## Materials provided
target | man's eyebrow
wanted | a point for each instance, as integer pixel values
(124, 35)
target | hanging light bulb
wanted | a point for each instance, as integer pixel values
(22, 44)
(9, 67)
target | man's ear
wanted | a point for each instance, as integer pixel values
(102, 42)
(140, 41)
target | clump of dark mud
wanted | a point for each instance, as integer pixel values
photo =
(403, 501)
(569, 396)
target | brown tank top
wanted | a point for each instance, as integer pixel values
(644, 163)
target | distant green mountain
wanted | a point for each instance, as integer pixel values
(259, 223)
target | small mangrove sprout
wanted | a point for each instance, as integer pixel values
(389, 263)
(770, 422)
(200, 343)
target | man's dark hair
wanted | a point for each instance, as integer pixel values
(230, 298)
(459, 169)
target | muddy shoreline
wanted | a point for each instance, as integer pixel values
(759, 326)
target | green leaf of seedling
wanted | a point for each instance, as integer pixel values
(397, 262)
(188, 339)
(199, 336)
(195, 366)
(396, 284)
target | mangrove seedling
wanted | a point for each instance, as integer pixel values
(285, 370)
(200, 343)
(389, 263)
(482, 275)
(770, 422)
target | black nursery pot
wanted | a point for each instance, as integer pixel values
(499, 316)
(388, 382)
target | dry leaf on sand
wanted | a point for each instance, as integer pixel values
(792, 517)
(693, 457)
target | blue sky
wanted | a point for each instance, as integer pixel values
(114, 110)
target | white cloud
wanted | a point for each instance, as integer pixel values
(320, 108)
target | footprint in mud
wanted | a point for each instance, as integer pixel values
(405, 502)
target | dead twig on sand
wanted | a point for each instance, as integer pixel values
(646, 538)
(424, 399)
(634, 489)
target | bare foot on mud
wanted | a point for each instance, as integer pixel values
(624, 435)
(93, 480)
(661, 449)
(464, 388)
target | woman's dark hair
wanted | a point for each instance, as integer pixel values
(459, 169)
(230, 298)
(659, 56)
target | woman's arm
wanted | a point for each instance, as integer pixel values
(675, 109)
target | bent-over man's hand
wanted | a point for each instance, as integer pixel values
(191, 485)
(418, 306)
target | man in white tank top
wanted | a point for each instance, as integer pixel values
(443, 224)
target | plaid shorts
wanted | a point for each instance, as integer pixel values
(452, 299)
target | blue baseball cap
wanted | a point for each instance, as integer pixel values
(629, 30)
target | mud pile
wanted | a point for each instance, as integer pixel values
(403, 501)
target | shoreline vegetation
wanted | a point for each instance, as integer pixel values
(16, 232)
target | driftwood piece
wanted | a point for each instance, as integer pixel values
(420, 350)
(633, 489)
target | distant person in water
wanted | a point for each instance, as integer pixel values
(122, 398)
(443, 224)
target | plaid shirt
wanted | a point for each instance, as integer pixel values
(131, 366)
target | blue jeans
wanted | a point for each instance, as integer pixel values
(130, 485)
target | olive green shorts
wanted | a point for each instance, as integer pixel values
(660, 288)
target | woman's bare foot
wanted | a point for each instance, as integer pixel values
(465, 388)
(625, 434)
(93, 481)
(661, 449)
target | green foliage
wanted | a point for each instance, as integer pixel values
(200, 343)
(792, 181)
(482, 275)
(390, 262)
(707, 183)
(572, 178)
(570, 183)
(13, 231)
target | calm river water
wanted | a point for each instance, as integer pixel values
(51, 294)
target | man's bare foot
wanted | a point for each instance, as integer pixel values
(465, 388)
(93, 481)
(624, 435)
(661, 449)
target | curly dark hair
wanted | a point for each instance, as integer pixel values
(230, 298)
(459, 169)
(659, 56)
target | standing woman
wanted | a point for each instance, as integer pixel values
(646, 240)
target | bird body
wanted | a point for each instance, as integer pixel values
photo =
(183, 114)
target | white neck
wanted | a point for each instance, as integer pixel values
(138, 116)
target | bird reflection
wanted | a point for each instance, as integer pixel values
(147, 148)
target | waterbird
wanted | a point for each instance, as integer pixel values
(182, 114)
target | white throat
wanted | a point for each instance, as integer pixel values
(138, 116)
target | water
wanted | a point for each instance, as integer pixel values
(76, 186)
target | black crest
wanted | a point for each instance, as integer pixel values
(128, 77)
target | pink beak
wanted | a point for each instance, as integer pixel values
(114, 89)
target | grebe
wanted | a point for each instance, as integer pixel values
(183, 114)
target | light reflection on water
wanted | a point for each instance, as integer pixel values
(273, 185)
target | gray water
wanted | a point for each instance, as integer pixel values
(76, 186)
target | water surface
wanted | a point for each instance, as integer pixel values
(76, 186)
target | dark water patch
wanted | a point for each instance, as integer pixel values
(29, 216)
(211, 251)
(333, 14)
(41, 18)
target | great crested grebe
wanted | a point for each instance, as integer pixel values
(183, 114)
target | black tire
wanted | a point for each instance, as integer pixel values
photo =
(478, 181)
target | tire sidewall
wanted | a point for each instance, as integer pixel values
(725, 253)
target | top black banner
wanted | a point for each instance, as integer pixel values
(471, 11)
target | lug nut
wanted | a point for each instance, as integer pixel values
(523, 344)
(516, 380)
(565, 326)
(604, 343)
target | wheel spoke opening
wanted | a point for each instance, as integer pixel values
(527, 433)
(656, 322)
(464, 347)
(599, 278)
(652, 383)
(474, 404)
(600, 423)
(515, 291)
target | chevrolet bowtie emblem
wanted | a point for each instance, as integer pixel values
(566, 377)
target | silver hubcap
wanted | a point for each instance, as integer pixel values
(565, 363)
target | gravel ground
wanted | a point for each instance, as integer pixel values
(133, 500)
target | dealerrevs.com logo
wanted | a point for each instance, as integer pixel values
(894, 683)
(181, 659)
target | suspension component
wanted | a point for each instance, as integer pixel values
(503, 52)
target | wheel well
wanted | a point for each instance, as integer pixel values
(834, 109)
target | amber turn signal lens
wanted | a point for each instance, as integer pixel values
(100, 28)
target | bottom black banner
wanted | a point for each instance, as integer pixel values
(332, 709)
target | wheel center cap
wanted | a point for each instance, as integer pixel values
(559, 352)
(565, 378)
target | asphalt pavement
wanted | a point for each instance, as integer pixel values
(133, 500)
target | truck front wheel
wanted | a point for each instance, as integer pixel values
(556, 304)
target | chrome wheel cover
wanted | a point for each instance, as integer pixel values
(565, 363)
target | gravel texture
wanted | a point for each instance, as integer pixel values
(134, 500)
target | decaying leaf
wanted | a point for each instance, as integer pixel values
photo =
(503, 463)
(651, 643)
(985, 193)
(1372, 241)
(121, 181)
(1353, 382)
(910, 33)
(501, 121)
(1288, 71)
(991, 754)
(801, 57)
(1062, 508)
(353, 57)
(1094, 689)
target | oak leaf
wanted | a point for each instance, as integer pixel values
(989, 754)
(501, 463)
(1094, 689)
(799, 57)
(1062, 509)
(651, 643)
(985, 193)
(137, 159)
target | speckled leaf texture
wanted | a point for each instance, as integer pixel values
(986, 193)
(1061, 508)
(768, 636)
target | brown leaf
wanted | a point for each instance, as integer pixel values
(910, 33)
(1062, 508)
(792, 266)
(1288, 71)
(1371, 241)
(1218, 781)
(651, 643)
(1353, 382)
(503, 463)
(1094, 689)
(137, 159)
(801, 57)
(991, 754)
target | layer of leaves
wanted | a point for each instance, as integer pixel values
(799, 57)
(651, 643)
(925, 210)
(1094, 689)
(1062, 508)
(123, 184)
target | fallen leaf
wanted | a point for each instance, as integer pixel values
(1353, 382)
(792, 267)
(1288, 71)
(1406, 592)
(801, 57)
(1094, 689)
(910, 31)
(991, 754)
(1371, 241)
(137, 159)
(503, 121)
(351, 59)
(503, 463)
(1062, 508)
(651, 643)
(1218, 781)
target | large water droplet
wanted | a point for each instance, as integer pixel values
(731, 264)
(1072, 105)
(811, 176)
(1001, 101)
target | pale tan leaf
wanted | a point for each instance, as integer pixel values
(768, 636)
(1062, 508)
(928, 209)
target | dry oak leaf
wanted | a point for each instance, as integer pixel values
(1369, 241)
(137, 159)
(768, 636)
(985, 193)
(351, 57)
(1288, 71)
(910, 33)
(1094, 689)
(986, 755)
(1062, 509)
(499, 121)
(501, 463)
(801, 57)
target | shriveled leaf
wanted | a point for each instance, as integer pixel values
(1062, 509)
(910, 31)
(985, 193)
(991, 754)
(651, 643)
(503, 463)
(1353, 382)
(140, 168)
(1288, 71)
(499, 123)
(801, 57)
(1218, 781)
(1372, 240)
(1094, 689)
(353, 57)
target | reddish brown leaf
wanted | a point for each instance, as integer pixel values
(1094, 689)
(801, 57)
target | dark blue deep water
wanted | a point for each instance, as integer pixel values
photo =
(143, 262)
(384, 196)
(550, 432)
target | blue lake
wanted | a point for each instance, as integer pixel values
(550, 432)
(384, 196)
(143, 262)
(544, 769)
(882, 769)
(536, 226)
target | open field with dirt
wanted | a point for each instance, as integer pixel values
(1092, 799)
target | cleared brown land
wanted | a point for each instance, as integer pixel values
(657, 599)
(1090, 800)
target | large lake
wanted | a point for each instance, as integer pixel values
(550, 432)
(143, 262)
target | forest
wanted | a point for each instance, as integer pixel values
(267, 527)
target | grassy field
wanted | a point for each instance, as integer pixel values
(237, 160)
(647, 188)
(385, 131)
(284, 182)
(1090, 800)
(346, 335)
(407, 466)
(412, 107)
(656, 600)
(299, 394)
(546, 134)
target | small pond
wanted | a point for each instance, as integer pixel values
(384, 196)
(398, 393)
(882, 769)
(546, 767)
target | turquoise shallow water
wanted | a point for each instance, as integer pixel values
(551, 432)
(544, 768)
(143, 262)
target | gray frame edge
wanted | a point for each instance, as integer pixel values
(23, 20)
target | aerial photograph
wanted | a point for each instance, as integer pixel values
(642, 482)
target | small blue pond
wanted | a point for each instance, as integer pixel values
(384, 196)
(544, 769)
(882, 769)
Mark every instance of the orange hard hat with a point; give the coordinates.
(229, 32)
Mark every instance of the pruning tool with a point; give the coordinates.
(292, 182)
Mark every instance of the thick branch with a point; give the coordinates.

## What to produce
Would you restate exactly the lines of the material above, from its opening line through the line with "target | black nursery pot", and output only those?

## Final answer
target | man's eyebrow
wanted | a point for each instance, as integer pixel values
(124, 35)
target | hanging light bulb
wanted | a point for each instance, as integer pixel values
(22, 44)
(9, 67)
target | man's ear
wanted | a point for each instance, as integer pixel values
(102, 42)
(140, 41)
target | clump of dark mud
wanted | a point for each instance, as integer pixel values
photo =
(403, 501)
(569, 396)
target | brown tank top
wanted | a point for each instance, as integer pixel values
(644, 163)
target | distant green mountain
wanted | a point for each instance, as integer pixel values
(259, 223)
target | small mangrove sprout
wanted | a point for each instance, as integer pixel values
(389, 263)
(770, 422)
(200, 343)
target | man's dark hair
wanted | a point for each instance, as integer pixel values
(230, 298)
(459, 169)
target | muddy shoreline
wanted | a point for each instance, as integer pixel values
(759, 326)
target | green leaf of seedling
wanted | a point for each instance, as integer pixel values
(397, 262)
(188, 339)
(199, 336)
(195, 366)
(396, 284)
target | mangrove seedling
wanted | a point for each instance, as integer pixel values
(285, 370)
(200, 343)
(389, 263)
(482, 275)
(770, 422)
target | black nursery pot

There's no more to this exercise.